__What to produce__: Extract every line of the records that follow containing the word "below". Matching is case-sensitive.

__Provided records__:
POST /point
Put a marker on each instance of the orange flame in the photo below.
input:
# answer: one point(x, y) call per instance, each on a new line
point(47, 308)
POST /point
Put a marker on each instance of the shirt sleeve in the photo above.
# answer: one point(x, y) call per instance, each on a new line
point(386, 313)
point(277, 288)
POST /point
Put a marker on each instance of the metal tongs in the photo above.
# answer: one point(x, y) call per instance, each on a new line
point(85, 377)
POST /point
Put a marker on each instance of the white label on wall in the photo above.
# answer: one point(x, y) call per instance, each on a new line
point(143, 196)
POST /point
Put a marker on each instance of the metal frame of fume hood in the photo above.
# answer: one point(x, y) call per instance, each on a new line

* * *

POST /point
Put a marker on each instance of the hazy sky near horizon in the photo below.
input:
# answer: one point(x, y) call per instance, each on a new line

__Solution for this exercise__:
Put a marker on each instance of the orange flame in the photo below.
Put a marker on each instance of the hazy sky near horizon in the photo below.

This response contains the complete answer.